• **Your objective**: For each entry, return the text exactly and omit any image.

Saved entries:
::::

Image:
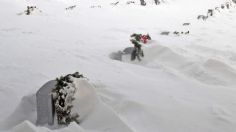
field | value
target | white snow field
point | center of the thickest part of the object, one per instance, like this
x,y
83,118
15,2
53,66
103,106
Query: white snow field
x,y
185,83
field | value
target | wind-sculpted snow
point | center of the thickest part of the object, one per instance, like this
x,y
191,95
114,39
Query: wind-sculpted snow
x,y
181,61
94,114
184,83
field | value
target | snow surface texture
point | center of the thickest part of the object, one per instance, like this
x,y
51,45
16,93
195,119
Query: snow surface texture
x,y
185,83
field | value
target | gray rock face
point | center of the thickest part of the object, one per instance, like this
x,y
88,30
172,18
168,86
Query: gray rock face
x,y
45,106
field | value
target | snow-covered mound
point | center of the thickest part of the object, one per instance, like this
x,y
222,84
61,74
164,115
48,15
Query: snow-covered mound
x,y
185,83
94,114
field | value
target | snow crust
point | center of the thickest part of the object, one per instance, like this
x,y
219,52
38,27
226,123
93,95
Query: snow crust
x,y
185,83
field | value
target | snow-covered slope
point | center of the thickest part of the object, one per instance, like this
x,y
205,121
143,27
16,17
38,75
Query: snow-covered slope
x,y
185,83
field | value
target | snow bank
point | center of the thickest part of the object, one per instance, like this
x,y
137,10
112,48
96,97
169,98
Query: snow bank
x,y
94,114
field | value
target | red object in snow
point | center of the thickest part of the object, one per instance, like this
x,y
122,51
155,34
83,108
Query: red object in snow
x,y
143,38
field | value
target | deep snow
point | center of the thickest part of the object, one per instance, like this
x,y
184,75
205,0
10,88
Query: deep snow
x,y
185,83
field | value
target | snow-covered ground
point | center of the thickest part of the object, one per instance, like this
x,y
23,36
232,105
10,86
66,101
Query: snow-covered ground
x,y
185,83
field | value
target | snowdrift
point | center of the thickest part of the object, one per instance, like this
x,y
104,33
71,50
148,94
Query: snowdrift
x,y
206,70
94,114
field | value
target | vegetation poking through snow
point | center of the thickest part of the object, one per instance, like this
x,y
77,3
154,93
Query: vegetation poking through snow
x,y
63,96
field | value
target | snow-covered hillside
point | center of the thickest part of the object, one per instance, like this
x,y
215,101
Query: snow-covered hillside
x,y
185,83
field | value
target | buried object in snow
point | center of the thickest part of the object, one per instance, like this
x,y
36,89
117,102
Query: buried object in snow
x,y
54,101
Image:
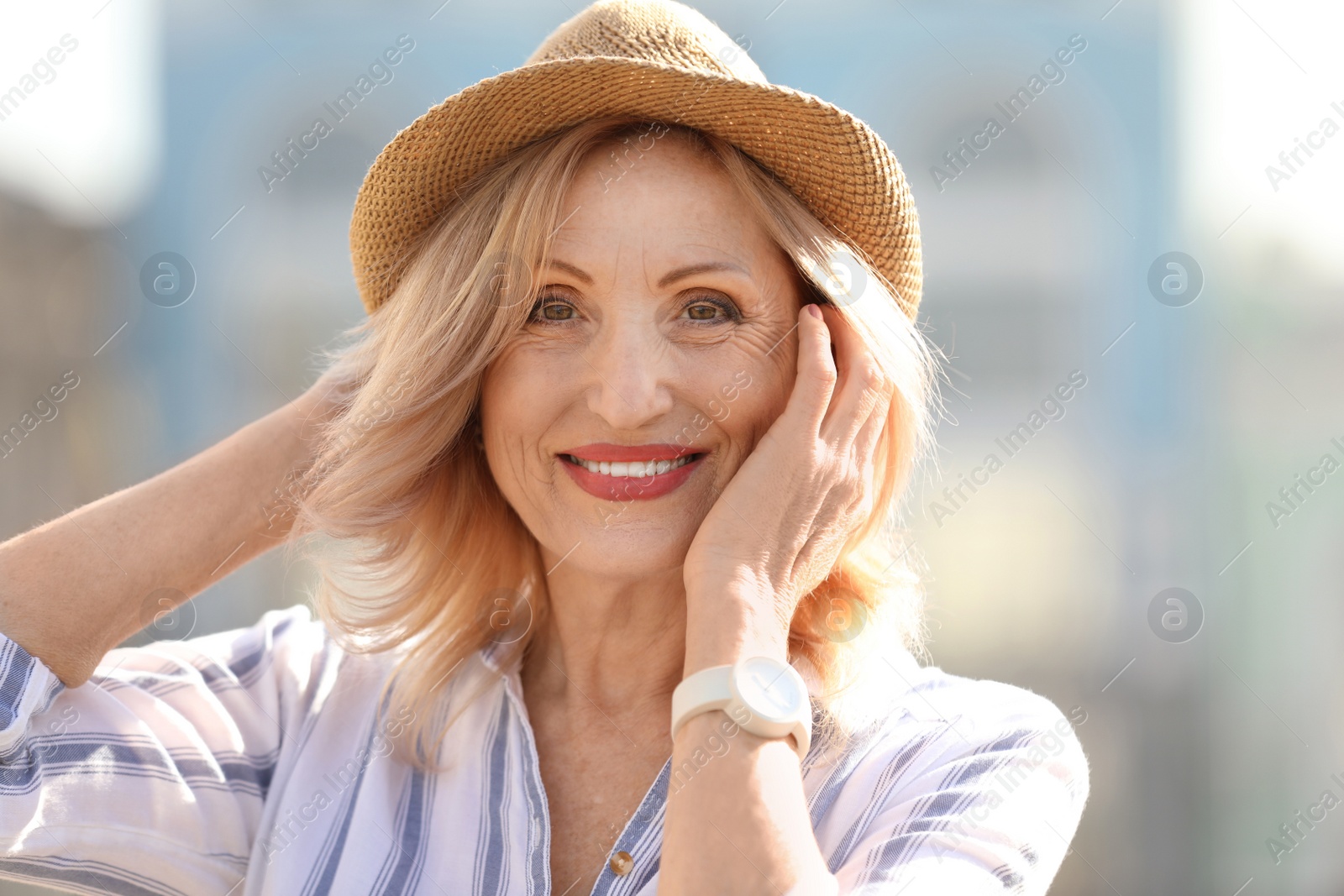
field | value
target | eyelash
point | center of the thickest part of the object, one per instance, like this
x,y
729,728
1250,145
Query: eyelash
x,y
732,313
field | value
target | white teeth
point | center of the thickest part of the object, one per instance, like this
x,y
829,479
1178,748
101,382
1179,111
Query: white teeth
x,y
636,469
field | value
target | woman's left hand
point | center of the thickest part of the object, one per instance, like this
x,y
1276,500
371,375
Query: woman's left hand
x,y
777,528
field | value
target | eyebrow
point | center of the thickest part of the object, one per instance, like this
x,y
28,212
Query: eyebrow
x,y
671,277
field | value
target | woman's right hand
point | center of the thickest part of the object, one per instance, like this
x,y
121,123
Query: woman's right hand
x,y
74,587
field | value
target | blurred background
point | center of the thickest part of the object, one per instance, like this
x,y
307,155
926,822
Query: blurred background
x,y
1152,228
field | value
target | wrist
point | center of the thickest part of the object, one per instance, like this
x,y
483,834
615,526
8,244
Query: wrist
x,y
729,626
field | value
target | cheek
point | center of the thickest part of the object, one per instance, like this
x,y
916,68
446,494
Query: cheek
x,y
743,394
519,399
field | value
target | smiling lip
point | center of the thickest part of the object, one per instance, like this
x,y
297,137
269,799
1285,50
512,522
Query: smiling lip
x,y
643,486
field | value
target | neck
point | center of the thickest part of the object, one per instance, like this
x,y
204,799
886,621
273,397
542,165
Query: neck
x,y
616,645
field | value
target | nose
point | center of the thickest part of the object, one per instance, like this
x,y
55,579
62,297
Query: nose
x,y
632,372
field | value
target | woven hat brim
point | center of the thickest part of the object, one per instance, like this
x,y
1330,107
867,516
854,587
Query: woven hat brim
x,y
830,159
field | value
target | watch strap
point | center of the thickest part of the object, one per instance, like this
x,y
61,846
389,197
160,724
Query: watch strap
x,y
711,688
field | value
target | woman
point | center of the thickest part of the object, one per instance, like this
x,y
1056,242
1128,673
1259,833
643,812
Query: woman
x,y
612,604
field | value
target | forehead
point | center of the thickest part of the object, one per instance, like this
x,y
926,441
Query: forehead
x,y
660,204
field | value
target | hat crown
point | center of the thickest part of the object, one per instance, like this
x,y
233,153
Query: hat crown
x,y
662,31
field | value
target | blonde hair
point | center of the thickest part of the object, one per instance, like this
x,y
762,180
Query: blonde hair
x,y
403,483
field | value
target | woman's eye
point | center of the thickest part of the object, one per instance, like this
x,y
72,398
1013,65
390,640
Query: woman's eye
x,y
554,311
709,308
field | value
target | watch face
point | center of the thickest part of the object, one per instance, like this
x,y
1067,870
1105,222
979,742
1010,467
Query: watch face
x,y
769,688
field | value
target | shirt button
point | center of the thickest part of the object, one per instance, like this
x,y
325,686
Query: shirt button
x,y
622,862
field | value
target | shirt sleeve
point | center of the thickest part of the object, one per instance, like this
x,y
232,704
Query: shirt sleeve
x,y
983,801
151,777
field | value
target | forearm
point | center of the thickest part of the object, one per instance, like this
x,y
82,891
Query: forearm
x,y
74,587
737,819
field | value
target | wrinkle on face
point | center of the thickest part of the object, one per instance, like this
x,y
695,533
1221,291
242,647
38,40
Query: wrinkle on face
x,y
632,369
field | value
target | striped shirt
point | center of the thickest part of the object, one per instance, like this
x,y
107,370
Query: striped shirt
x,y
259,761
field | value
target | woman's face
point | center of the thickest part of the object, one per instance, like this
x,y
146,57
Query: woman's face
x,y
660,351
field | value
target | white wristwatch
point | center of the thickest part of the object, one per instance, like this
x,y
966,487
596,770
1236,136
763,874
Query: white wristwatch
x,y
764,694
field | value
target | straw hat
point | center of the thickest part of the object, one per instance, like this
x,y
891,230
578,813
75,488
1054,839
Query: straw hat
x,y
654,60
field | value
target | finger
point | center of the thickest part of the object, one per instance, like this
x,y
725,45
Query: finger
x,y
860,385
816,379
870,434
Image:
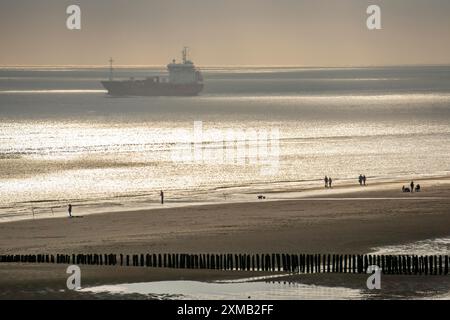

::::

• **Answer to the exercise**:
Image:
field | value
target | white snow field
point | center of the thickest part of the object, one per instance, like this
x,y
83,118
15,2
53,66
103,106
Query: white snow field
x,y
185,83
field | value
target | wind-sculpted snow
point | center of the thickest part of the object, one per instance, like this
x,y
191,95
114,39
Query: wind-sculpted snow
x,y
181,61
94,114
184,83
field | value
target | snow surface texture
point | center of the thickest part of the object, one per instance, like this
x,y
51,45
16,93
195,119
Query: snow surface texture
x,y
185,83
field | value
target | gray rock face
point | center of the thickest part of the object, one per instance, like this
x,y
88,30
172,18
168,86
Query: gray rock face
x,y
45,106
field | value
target | snow-covered mound
point | center of the thickest part of the object, one per instance, like this
x,y
222,84
61,74
164,115
48,15
Query: snow-covered mound
x,y
185,83
94,114
field | value
target | snow crust
point | center of the thickest part of the object, one per instance, like this
x,y
219,52
38,27
226,123
93,95
Query: snow crust
x,y
185,83
field | value
target | snow-covered slope
point | center of the thickest part of the object, one per instance, like this
x,y
205,121
143,27
16,17
38,75
Query: snow-covered slope
x,y
185,83
field | value
target | snow bank
point | center of the thickest part of the object, one per instance, like this
x,y
137,10
112,48
96,97
169,98
Query: snow bank
x,y
94,114
field | value
target | red object in snow
point | center of the thickest part of the object, one per instance, like this
x,y
122,51
155,34
83,108
Query: red object in snow
x,y
143,38
field | value
target | deep snow
point | center of the thickest part of the object, one per instance, like this
x,y
184,75
205,0
10,88
Query: deep snow
x,y
185,83
field | value
target | snow-covered ground
point | center of the thickest part of the object, one per instance, like this
x,y
23,36
232,105
10,86
66,101
Query: snow-covered ground
x,y
185,83
field | value
target | snowdrift
point | center of the thickest part of the object, one per instance, like this
x,y
104,33
71,50
148,94
Query: snowdrift
x,y
206,70
94,114
field | value
target | vegetation poking through snow
point | center of the thickest part of the object, one per instance, like this
x,y
77,3
154,93
Query: vegetation poking through snow
x,y
63,96
field | value
target | snow-covered hillside
point | center of the thickest part of the object, one per instance, like this
x,y
215,101
Query: snow-covered hillside
x,y
185,83
field | value
target | buried object in snow
point | center of the thickest part of the object, one per instance, like this
x,y
36,89
117,102
Query: buried object in snow
x,y
54,101
Image:
field | value
target | eyelash
point | center of the thickest part of the object, one per instance, like this
x,y
729,728
1250,145
Query: eyelash
x,y
732,313
field | value
target | white teeth
point | center of the thickest part of the object, one per instance, like this
x,y
829,479
1178,748
101,382
1179,111
Query: white teeth
x,y
636,469
field | value
target | woman's left hand
point | center of the thickest part of the object, one per instance, like this
x,y
1276,500
371,375
Query: woman's left hand
x,y
777,528
field | value
target | eyebrow
point | center of the thickest part of the object, one per instance, like this
x,y
28,212
Query: eyebrow
x,y
671,277
field | value
target | woman's right hand
point | center of the thickest part of the object, one per instance, like this
x,y
121,123
Query: woman's right hand
x,y
74,587
field | value
target | blurred background
point | center of the thickest part of the object, one per instance, like this
x,y
307,155
926,822
Query: blurred background
x,y
1152,228
field | value
target | wrist
point | center of the thickest part of the object, one per instance, like this
x,y
483,834
615,526
8,244
Query: wrist
x,y
729,626
field | value
target | cheek
point | center of the thickest part of the object, one per instance, like this
x,y
916,68
446,494
Query: cheek
x,y
743,394
519,399
field | value
target | smiling lip
point | center of the thickest part of the object, one per instance, like this
x,y
297,137
269,799
1285,50
512,522
Query: smiling lip
x,y
643,486
field | value
target | neck
point | center of the thickest part of the object, one per instance, like this
x,y
204,799
886,621
273,397
542,165
Query: neck
x,y
616,645
field | value
target | nose
point | center of the thickest part of the object, one per instance, like this
x,y
55,579
62,297
Query: nose
x,y
632,372
field | value
target | woven hat brim
point | center of the thickest part of the object, one per instance, like this
x,y
1330,107
867,516
854,587
Query: woven hat brim
x,y
830,159
field | value
target | watch strap
point | center of the thickest part of the object, one per instance, like this
x,y
61,846
389,197
160,724
Query: watch strap
x,y
711,688
field | value
target | woman
point | center of the thickest part of the object, one per instance, like this
x,y
1056,242
1128,673
1259,833
643,812
Query: woman
x,y
612,604
field | value
target | forehead
point | center of the thickest part of the object, one per instance, like this
x,y
926,441
Query: forehead
x,y
660,204
field | value
target | hat crown
point | center of the thickest part of the object, one per instance, like this
x,y
233,153
Query: hat crown
x,y
662,31
field | value
target | blonde hair
point | center of the thickest part of the object, one per instance, like this
x,y
762,180
Query: blonde hair
x,y
403,483
field | value
target | woman's eye
point | center of the thickest part of the object, one per instance, like this
x,y
72,398
1013,65
390,640
Query: woman's eye
x,y
554,311
709,308
field | value
target | watch face
point | center of the thickest part of the object, one per instance, like this
x,y
1067,870
1105,222
979,742
1010,467
Query: watch face
x,y
769,688
field | value
target | shirt button
point | center of the thickest part of the object, one per instance, like this
x,y
325,686
Query: shirt button
x,y
622,862
field | value
target | shirt sleeve
point | center of the thickest part of the object, one per instance, like this
x,y
232,704
Query: shirt sleeve
x,y
983,801
151,777
field | value
target | forearm
point | center of the thickest part of the object, one per instance, like this
x,y
82,891
Query: forearm
x,y
74,587
737,819
field | value
target | wrinkle on face
point | center of the thickest part of the object, one per instance, like this
x,y
695,533
1221,291
242,647
38,40
Query: wrinkle on face
x,y
632,369
field | value
target | striped shirt
point | center of the thickest part of the object, one per instance, like this
x,y
107,370
Query: striped shirt
x,y
259,761
field | value
target | woman's face
point | center of the thickest part of the object, one per instance, like this
x,y
146,57
Query: woman's face
x,y
660,351
field | value
target | white wristwatch
point | center of the thickest part of the object, one per instance, like this
x,y
966,487
596,770
1236,136
763,874
Query: white wristwatch
x,y
764,694
field | value
target | straw hat
point | center of the thickest part of the object, one per instance, like this
x,y
891,230
578,813
75,488
1054,839
Query: straw hat
x,y
654,60
field | value
target | finger
point | center of the thickest part of the object, one per instance, like this
x,y
725,45
Query: finger
x,y
860,385
816,379
870,434
Image:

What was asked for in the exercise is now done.